== Data for this exercise

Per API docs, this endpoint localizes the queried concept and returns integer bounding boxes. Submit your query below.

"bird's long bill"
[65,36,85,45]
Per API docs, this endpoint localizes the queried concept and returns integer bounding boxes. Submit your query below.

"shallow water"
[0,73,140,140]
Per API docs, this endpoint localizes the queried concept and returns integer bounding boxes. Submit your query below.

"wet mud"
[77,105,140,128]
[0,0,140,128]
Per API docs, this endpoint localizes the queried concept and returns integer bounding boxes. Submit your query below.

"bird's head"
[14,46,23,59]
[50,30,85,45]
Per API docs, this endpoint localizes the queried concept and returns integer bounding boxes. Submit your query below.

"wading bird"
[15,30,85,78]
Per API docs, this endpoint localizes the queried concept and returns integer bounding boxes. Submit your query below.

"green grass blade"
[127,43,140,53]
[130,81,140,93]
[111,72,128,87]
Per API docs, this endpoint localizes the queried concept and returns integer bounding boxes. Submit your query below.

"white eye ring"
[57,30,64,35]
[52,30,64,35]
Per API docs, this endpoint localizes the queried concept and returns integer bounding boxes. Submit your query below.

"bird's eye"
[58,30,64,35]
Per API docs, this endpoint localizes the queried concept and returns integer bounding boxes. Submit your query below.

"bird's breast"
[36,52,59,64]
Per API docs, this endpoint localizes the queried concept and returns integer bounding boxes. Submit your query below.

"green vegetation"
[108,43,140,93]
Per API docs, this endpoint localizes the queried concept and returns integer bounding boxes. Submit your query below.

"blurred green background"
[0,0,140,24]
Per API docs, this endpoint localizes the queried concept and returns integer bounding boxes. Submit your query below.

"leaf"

====

Write out every entry verbatim.

Per API docs, this endpoint localizes the queried concept and returns integer bounding boxes. Submit your query below.

"bird's long bill"
[65,36,85,45]
Per API docs, this endpoint localizes the queried concept and returns integer bounding boxes. Submit your query below.

"shallow water"
[0,73,140,140]
Per API docs, this endpoint localizes the queried concept and returns integer bounding boxes. Submit your query below.

"wet mud"
[77,105,140,128]
[0,0,140,128]
Per API docs, this endpoint localizes the queried concept and returns integer bounding boxes. Submit your query below.

"bird's head"
[14,46,23,59]
[50,30,85,45]
Per API docs, this endpoint localizes the queried concept and returns integer bounding boxes. Submit your query below.

"wading bird"
[15,30,85,78]
Per API docs, this endpoint localizes the queried concept and returns integer bounding boxes. Submit your query below.

"green grass blade"
[127,43,140,53]
[130,81,140,93]
[111,72,128,87]
Per API docs, this endpoint localizes the queried concept and returns integer bounding boxes. Submit your query below.

"white eye ring"
[57,30,64,35]
[52,30,64,35]
Per API docs, this endpoint localizes the queried concept and returns integer bounding boxes. Submit your query below.

"bird's eye"
[58,30,64,35]
Per API docs, this endpoint localizes the queried concept and returns integer bounding boxes. Submit your query below.

"bird's breast"
[36,52,59,64]
Per API docs, this endpoint localizes the queried concept and returns integer bounding boxes. Submit your query below.

"green vegetation"
[108,43,140,93]
Per API docs, this endpoint localizes the queried concept and returns integer bounding boxes. Submit your query below.

"blurred green background"
[0,0,140,24]
Per API docs, this endpoint localizes the queried concept and returns integer bounding boxes. Submit your query below.

"leaf"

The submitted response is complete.